What you will do. Return the entries exactly. Images are not part of the copy.

Natural-language object grounding data:
━━━━
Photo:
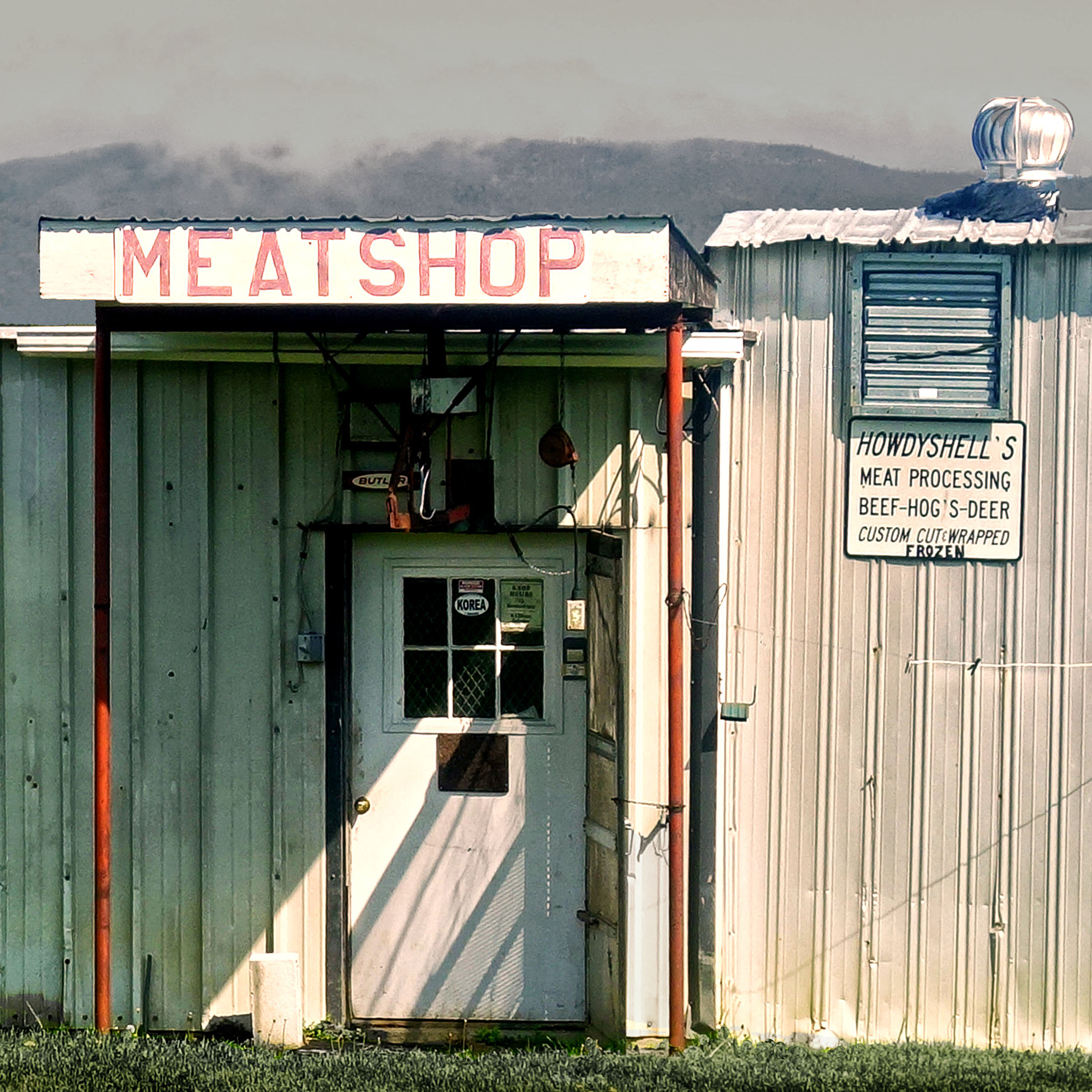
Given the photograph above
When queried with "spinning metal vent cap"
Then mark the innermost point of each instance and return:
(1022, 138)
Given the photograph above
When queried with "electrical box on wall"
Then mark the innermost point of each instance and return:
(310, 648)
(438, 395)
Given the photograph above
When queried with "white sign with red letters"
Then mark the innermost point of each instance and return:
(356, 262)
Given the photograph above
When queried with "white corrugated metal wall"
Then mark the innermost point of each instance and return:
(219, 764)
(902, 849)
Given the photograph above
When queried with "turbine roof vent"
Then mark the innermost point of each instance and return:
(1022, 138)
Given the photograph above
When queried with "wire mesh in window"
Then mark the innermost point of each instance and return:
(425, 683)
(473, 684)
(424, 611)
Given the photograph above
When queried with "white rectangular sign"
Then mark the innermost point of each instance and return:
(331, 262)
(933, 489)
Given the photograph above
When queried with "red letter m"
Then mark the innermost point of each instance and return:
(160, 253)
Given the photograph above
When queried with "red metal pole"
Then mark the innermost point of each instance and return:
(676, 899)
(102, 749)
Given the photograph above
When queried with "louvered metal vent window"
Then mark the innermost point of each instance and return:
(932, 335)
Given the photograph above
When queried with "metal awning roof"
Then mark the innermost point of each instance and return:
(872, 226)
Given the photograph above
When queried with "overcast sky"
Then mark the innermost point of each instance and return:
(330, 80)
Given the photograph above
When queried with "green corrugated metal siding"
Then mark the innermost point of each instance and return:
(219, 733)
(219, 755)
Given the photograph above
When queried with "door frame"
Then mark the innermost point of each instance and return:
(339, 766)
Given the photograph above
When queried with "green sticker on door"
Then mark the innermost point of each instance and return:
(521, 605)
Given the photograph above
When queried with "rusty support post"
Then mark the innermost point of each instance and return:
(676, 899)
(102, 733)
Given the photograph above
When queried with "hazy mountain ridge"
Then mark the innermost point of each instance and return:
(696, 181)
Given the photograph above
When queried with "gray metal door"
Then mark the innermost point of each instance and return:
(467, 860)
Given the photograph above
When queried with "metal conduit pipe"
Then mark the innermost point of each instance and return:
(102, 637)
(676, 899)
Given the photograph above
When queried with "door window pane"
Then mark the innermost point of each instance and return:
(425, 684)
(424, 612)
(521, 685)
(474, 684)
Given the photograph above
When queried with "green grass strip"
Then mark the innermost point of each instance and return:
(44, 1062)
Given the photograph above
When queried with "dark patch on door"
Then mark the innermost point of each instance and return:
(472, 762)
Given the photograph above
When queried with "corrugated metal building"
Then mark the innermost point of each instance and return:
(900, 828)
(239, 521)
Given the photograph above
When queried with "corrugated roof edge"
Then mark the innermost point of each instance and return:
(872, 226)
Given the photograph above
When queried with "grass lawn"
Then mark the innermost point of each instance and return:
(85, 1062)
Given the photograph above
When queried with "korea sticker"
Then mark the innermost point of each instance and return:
━━━━
Exercise result.
Photo:
Given the photograph above
When queried with "spinning metal vent cap"
Then mark the innermost point of each instance and return:
(1022, 138)
Given the photograph above
When queried with "electrical box on wall"
Then mark the innermost point of each instance and return:
(310, 648)
(438, 395)
Given the photograph above
When queried with "white sign with red letters"
Then mark the innermost point of each instance and return:
(356, 262)
Given the photograph above
When queried with "white corrugated metal wall"
Then mark the innermost point of each instance and return:
(219, 764)
(902, 849)
Given the photograph above
When queried with "turbine roof vent"
Then mark the innermost point of each instance and return:
(1022, 138)
Given the photograph above
When queried with "wire mesh in window"
Then mark the innermost point of each instance and return:
(425, 683)
(473, 684)
(424, 611)
Given the photograph above
When queried with "white rectangular sign"
Then mark the innermost point of each instance and return:
(331, 262)
(933, 489)
Given the photograph above
When queried with "red letter m"
Then mark the innermost point of each instance and return:
(160, 253)
Given the photograph above
When queried with "red metal pole"
Then mark the innermost point of each instance and return:
(676, 899)
(102, 749)
Given the photograph above
When queried with "louvered metal vent window"
Then mark the innermost point of each instance and return:
(932, 335)
Given the photograph above
When queried with "metal awning roof"
Then mark the innermost point of each instance and return:
(872, 226)
Given the photograph above
When queried with "overcast sky"
Then mark the innermost point of each instance and return:
(330, 80)
Given the photograph above
When queried with "green corrugated metal siding"
Then mark the innermost point of each instance and return:
(219, 733)
(219, 755)
Given the photograph above
When queried with "door frame"
Then mark the innermost point of each instance and return:
(339, 766)
Given the photograph above
When queried with "green sticker on door"
Then mark the innermost point of each instance and return:
(521, 605)
Given the photograph above
When queried with "rusty support post"
Then mark the innermost point of each instance and return:
(676, 899)
(102, 733)
Given the photograph above
When queried with "hazy mountain ridge"
Then mark the innermost point of each instance and return:
(696, 181)
Given the photograph above
When queried with "gray metal door"
Then mark the innermost point of each instance and return:
(467, 860)
Given the photograph above
When queried with "metal conduit pipe"
Then mark the innermost point of each instance and return:
(102, 637)
(676, 899)
Given the photograph above
When queried with "door window pane"
Then mark the innermost point of each instance and return:
(425, 684)
(424, 612)
(521, 685)
(474, 684)
Given the photograph above
When queried with "green grass strip"
Then mark the innermost point of each instance and return:
(44, 1062)
Given the photograph above
When queried with "dark patch on door"
Then mark the innermost point of each instance and return:
(472, 762)
Given the photograph above
When queried with "corrugated metal building"
Then mark the innermost point of each instance and return:
(900, 828)
(239, 521)
Given the photograph above
When queried with "corrugated roof edge"
Then mark the innermost point of each instance and return:
(872, 226)
Given the photograph above
When queried with "grass lawn"
Then mark the innermost point of each instance and return:
(85, 1062)
Given the photograph above
When queried with "korea sticker"
Then mark the innermost point of each instance and return:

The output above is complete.